*ACTION ITEM*:
Wherever the line that contains "Tag brick pavement." falls, repeat it and the lines after it exactly until the records end, without any pictures.
+++ SUPPLIED MATERIAL
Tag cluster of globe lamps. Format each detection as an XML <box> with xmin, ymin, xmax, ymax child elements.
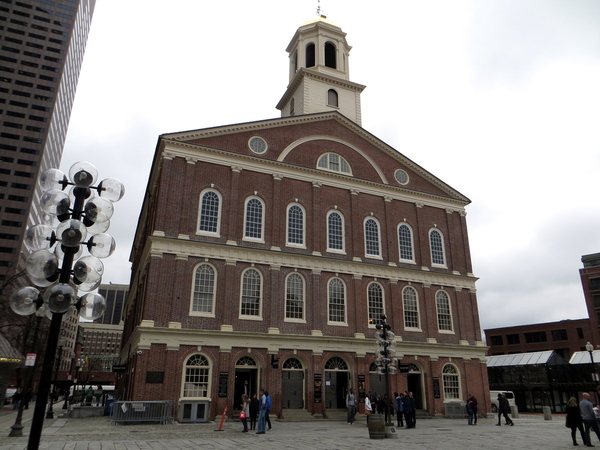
<box><xmin>9</xmin><ymin>161</ymin><xmax>124</xmax><ymax>450</ymax></box>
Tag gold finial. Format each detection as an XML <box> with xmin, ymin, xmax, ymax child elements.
<box><xmin>316</xmin><ymin>0</ymin><xmax>326</xmax><ymax>18</ymax></box>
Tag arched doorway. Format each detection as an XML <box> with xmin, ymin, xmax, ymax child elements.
<box><xmin>282</xmin><ymin>357</ymin><xmax>304</xmax><ymax>409</ymax></box>
<box><xmin>406</xmin><ymin>363</ymin><xmax>425</xmax><ymax>409</ymax></box>
<box><xmin>369</xmin><ymin>362</ymin><xmax>386</xmax><ymax>396</ymax></box>
<box><xmin>324</xmin><ymin>356</ymin><xmax>350</xmax><ymax>409</ymax></box>
<box><xmin>234</xmin><ymin>356</ymin><xmax>258</xmax><ymax>411</ymax></box>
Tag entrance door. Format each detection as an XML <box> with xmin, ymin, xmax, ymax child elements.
<box><xmin>407</xmin><ymin>373</ymin><xmax>424</xmax><ymax>409</ymax></box>
<box><xmin>325</xmin><ymin>371</ymin><xmax>349</xmax><ymax>409</ymax></box>
<box><xmin>234</xmin><ymin>356</ymin><xmax>258</xmax><ymax>410</ymax></box>
<box><xmin>282</xmin><ymin>370</ymin><xmax>304</xmax><ymax>409</ymax></box>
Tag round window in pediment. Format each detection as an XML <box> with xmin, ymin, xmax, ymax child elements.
<box><xmin>248</xmin><ymin>136</ymin><xmax>268</xmax><ymax>154</ymax></box>
<box><xmin>394</xmin><ymin>169</ymin><xmax>409</xmax><ymax>185</ymax></box>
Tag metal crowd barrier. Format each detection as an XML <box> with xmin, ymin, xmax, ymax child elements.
<box><xmin>109</xmin><ymin>400</ymin><xmax>173</xmax><ymax>425</ymax></box>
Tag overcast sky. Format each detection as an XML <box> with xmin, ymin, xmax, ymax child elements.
<box><xmin>60</xmin><ymin>0</ymin><xmax>600</xmax><ymax>333</ymax></box>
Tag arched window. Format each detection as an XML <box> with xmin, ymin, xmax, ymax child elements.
<box><xmin>285</xmin><ymin>273</ymin><xmax>305</xmax><ymax>320</ymax></box>
<box><xmin>328</xmin><ymin>278</ymin><xmax>346</xmax><ymax>324</ymax></box>
<box><xmin>283</xmin><ymin>358</ymin><xmax>303</xmax><ymax>369</ymax></box>
<box><xmin>364</xmin><ymin>218</ymin><xmax>381</xmax><ymax>257</ymax></box>
<box><xmin>287</xmin><ymin>204</ymin><xmax>304</xmax><ymax>246</ymax></box>
<box><xmin>442</xmin><ymin>364</ymin><xmax>460</xmax><ymax>399</ymax></box>
<box><xmin>367</xmin><ymin>282</ymin><xmax>384</xmax><ymax>326</ymax></box>
<box><xmin>327</xmin><ymin>89</ymin><xmax>338</xmax><ymax>107</ymax></box>
<box><xmin>403</xmin><ymin>286</ymin><xmax>420</xmax><ymax>330</ymax></box>
<box><xmin>398</xmin><ymin>223</ymin><xmax>414</xmax><ymax>262</ymax></box>
<box><xmin>183</xmin><ymin>354</ymin><xmax>210</xmax><ymax>398</ymax></box>
<box><xmin>317</xmin><ymin>153</ymin><xmax>351</xmax><ymax>174</ymax></box>
<box><xmin>240</xmin><ymin>268</ymin><xmax>262</xmax><ymax>317</ymax></box>
<box><xmin>198</xmin><ymin>190</ymin><xmax>220</xmax><ymax>235</ymax></box>
<box><xmin>191</xmin><ymin>264</ymin><xmax>216</xmax><ymax>315</ymax></box>
<box><xmin>327</xmin><ymin>211</ymin><xmax>344</xmax><ymax>252</ymax></box>
<box><xmin>306</xmin><ymin>43</ymin><xmax>315</xmax><ymax>67</ymax></box>
<box><xmin>325</xmin><ymin>356</ymin><xmax>348</xmax><ymax>370</ymax></box>
<box><xmin>244</xmin><ymin>197</ymin><xmax>264</xmax><ymax>241</ymax></box>
<box><xmin>429</xmin><ymin>229</ymin><xmax>445</xmax><ymax>266</ymax></box>
<box><xmin>324</xmin><ymin>42</ymin><xmax>336</xmax><ymax>68</ymax></box>
<box><xmin>436</xmin><ymin>290</ymin><xmax>453</xmax><ymax>332</ymax></box>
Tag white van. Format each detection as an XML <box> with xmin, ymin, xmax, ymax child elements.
<box><xmin>490</xmin><ymin>391</ymin><xmax>516</xmax><ymax>412</ymax></box>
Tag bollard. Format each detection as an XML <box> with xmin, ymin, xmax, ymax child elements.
<box><xmin>510</xmin><ymin>404</ymin><xmax>519</xmax><ymax>419</ymax></box>
<box><xmin>542</xmin><ymin>405</ymin><xmax>552</xmax><ymax>420</ymax></box>
<box><xmin>214</xmin><ymin>404</ymin><xmax>229</xmax><ymax>431</ymax></box>
<box><xmin>385</xmin><ymin>425</ymin><xmax>398</xmax><ymax>439</ymax></box>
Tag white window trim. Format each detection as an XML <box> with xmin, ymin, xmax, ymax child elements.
<box><xmin>180</xmin><ymin>353</ymin><xmax>212</xmax><ymax>401</ymax></box>
<box><xmin>189</xmin><ymin>262</ymin><xmax>217</xmax><ymax>318</ymax></box>
<box><xmin>364</xmin><ymin>217</ymin><xmax>382</xmax><ymax>259</ymax></box>
<box><xmin>435</xmin><ymin>290</ymin><xmax>455</xmax><ymax>334</ymax></box>
<box><xmin>327</xmin><ymin>277</ymin><xmax>348</xmax><ymax>326</ymax></box>
<box><xmin>284</xmin><ymin>272</ymin><xmax>307</xmax><ymax>323</ymax></box>
<box><xmin>398</xmin><ymin>223</ymin><xmax>416</xmax><ymax>264</ymax></box>
<box><xmin>402</xmin><ymin>286</ymin><xmax>422</xmax><ymax>332</ymax></box>
<box><xmin>285</xmin><ymin>203</ymin><xmax>306</xmax><ymax>249</ymax></box>
<box><xmin>239</xmin><ymin>268</ymin><xmax>263</xmax><ymax>320</ymax></box>
<box><xmin>326</xmin><ymin>210</ymin><xmax>346</xmax><ymax>254</ymax></box>
<box><xmin>442</xmin><ymin>364</ymin><xmax>461</xmax><ymax>401</ymax></box>
<box><xmin>317</xmin><ymin>152</ymin><xmax>353</xmax><ymax>175</ymax></box>
<box><xmin>429</xmin><ymin>228</ymin><xmax>447</xmax><ymax>268</ymax></box>
<box><xmin>196</xmin><ymin>189</ymin><xmax>222</xmax><ymax>238</ymax></box>
<box><xmin>367</xmin><ymin>282</ymin><xmax>385</xmax><ymax>329</ymax></box>
<box><xmin>242</xmin><ymin>196</ymin><xmax>265</xmax><ymax>243</ymax></box>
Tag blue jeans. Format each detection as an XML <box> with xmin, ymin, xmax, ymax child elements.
<box><xmin>257</xmin><ymin>409</ymin><xmax>267</xmax><ymax>433</ymax></box>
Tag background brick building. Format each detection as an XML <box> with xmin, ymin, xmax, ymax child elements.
<box><xmin>120</xmin><ymin>16</ymin><xmax>489</xmax><ymax>422</ymax></box>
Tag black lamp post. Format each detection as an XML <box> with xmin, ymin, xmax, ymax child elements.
<box><xmin>8</xmin><ymin>307</ymin><xmax>46</xmax><ymax>437</ymax></box>
<box><xmin>375</xmin><ymin>314</ymin><xmax>398</xmax><ymax>425</ymax></box>
<box><xmin>587</xmin><ymin>341</ymin><xmax>597</xmax><ymax>399</ymax></box>
<box><xmin>46</xmin><ymin>339</ymin><xmax>65</xmax><ymax>419</ymax></box>
<box><xmin>9</xmin><ymin>161</ymin><xmax>124</xmax><ymax>449</ymax></box>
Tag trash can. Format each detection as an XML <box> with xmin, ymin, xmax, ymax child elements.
<box><xmin>104</xmin><ymin>398</ymin><xmax>116</xmax><ymax>416</ymax></box>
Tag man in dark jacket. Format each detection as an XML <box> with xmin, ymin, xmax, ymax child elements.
<box><xmin>403</xmin><ymin>390</ymin><xmax>414</xmax><ymax>428</ymax></box>
<box><xmin>496</xmin><ymin>393</ymin><xmax>514</xmax><ymax>426</ymax></box>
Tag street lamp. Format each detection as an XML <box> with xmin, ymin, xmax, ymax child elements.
<box><xmin>374</xmin><ymin>314</ymin><xmax>398</xmax><ymax>424</ymax></box>
<box><xmin>9</xmin><ymin>161</ymin><xmax>124</xmax><ymax>450</ymax></box>
<box><xmin>8</xmin><ymin>305</ymin><xmax>47</xmax><ymax>437</ymax></box>
<box><xmin>46</xmin><ymin>338</ymin><xmax>65</xmax><ymax>419</ymax></box>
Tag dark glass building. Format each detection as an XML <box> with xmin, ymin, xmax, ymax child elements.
<box><xmin>0</xmin><ymin>0</ymin><xmax>96</xmax><ymax>290</ymax></box>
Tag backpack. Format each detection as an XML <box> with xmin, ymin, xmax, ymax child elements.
<box><xmin>266</xmin><ymin>395</ymin><xmax>272</xmax><ymax>410</ymax></box>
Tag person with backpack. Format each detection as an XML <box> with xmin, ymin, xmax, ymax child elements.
<box><xmin>264</xmin><ymin>390</ymin><xmax>272</xmax><ymax>431</ymax></box>
<box><xmin>256</xmin><ymin>389</ymin><xmax>267</xmax><ymax>434</ymax></box>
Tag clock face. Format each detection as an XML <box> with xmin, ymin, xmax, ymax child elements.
<box><xmin>394</xmin><ymin>169</ymin><xmax>409</xmax><ymax>185</ymax></box>
<box><xmin>248</xmin><ymin>137</ymin><xmax>268</xmax><ymax>154</ymax></box>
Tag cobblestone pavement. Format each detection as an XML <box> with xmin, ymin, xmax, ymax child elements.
<box><xmin>0</xmin><ymin>407</ymin><xmax>585</xmax><ymax>450</ymax></box>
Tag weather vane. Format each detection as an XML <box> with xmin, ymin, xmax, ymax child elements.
<box><xmin>316</xmin><ymin>0</ymin><xmax>324</xmax><ymax>17</ymax></box>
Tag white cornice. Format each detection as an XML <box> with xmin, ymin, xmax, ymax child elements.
<box><xmin>124</xmin><ymin>325</ymin><xmax>488</xmax><ymax>362</ymax></box>
<box><xmin>145</xmin><ymin>237</ymin><xmax>478</xmax><ymax>291</ymax></box>
<box><xmin>162</xmin><ymin>139</ymin><xmax>467</xmax><ymax>210</ymax></box>
<box><xmin>159</xmin><ymin>113</ymin><xmax>470</xmax><ymax>204</ymax></box>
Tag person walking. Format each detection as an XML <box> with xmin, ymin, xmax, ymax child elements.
<box><xmin>394</xmin><ymin>392</ymin><xmax>404</xmax><ymax>427</ymax></box>
<box><xmin>346</xmin><ymin>388</ymin><xmax>357</xmax><ymax>424</ymax></box>
<box><xmin>566</xmin><ymin>396</ymin><xmax>586</xmax><ymax>446</ymax></box>
<box><xmin>249</xmin><ymin>394</ymin><xmax>259</xmax><ymax>430</ymax></box>
<box><xmin>496</xmin><ymin>393</ymin><xmax>514</xmax><ymax>426</ymax></box>
<box><xmin>365</xmin><ymin>390</ymin><xmax>373</xmax><ymax>423</ymax></box>
<box><xmin>240</xmin><ymin>394</ymin><xmax>250</xmax><ymax>432</ymax></box>
<box><xmin>256</xmin><ymin>389</ymin><xmax>267</xmax><ymax>434</ymax></box>
<box><xmin>403</xmin><ymin>390</ymin><xmax>414</xmax><ymax>428</ymax></box>
<box><xmin>264</xmin><ymin>390</ymin><xmax>272</xmax><ymax>431</ymax></box>
<box><xmin>580</xmin><ymin>392</ymin><xmax>600</xmax><ymax>446</ymax></box>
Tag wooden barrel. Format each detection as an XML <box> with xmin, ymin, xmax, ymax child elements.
<box><xmin>367</xmin><ymin>414</ymin><xmax>385</xmax><ymax>439</ymax></box>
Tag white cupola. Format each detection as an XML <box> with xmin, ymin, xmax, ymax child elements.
<box><xmin>276</xmin><ymin>16</ymin><xmax>366</xmax><ymax>125</ymax></box>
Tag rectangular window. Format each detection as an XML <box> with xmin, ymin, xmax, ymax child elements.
<box><xmin>506</xmin><ymin>334</ymin><xmax>520</xmax><ymax>345</ymax></box>
<box><xmin>490</xmin><ymin>335</ymin><xmax>503</xmax><ymax>346</ymax></box>
<box><xmin>524</xmin><ymin>331</ymin><xmax>547</xmax><ymax>343</ymax></box>
<box><xmin>590</xmin><ymin>278</ymin><xmax>600</xmax><ymax>290</ymax></box>
<box><xmin>551</xmin><ymin>329</ymin><xmax>568</xmax><ymax>341</ymax></box>
<box><xmin>577</xmin><ymin>327</ymin><xmax>585</xmax><ymax>339</ymax></box>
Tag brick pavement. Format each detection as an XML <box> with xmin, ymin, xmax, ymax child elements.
<box><xmin>0</xmin><ymin>406</ymin><xmax>586</xmax><ymax>450</ymax></box>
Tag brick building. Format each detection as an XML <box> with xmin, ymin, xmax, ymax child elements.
<box><xmin>484</xmin><ymin>319</ymin><xmax>594</xmax><ymax>361</ymax></box>
<box><xmin>580</xmin><ymin>252</ymin><xmax>600</xmax><ymax>346</ymax></box>
<box><xmin>121</xmin><ymin>16</ymin><xmax>489</xmax><ymax>422</ymax></box>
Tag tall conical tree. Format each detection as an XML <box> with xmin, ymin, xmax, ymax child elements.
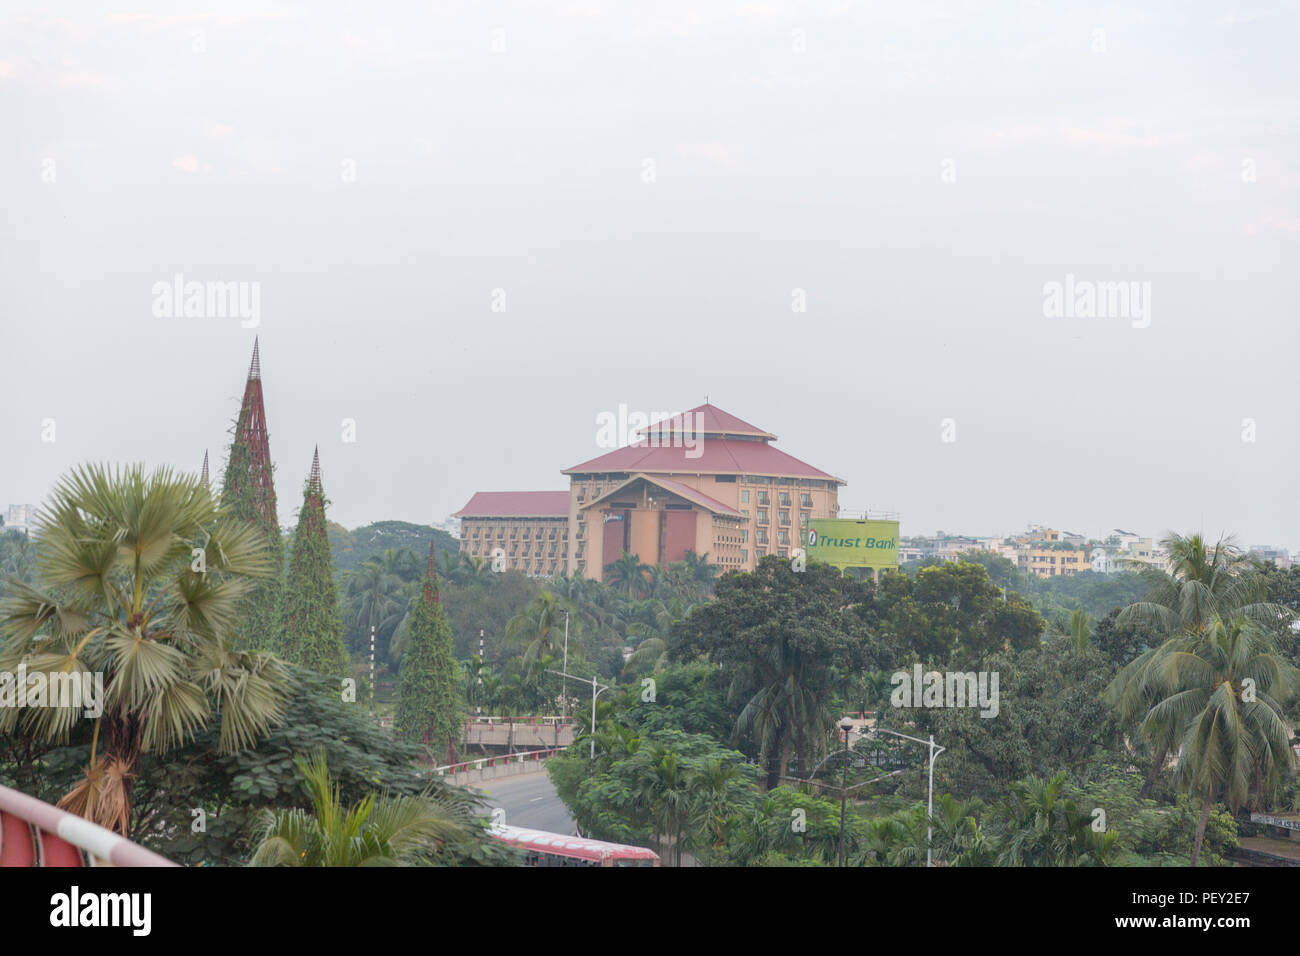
++++++
*ANSWER SPACE*:
Tag brick pavement. Format each detection as an XML <box> with xmin, ymin, xmax, ymax child elements.
<box><xmin>0</xmin><ymin>406</ymin><xmax>586</xmax><ymax>450</ymax></box>
Tag brick building. Format each detection as an XML <box> with xmin, ymin, xmax, ymax child elements.
<box><xmin>484</xmin><ymin>319</ymin><xmax>594</xmax><ymax>361</ymax></box>
<box><xmin>580</xmin><ymin>252</ymin><xmax>600</xmax><ymax>346</ymax></box>
<box><xmin>121</xmin><ymin>16</ymin><xmax>489</xmax><ymax>422</ymax></box>
Tag tall conical tree. Format each detection as an XML <box> with xmin, ymin, xmax, ymax child elements.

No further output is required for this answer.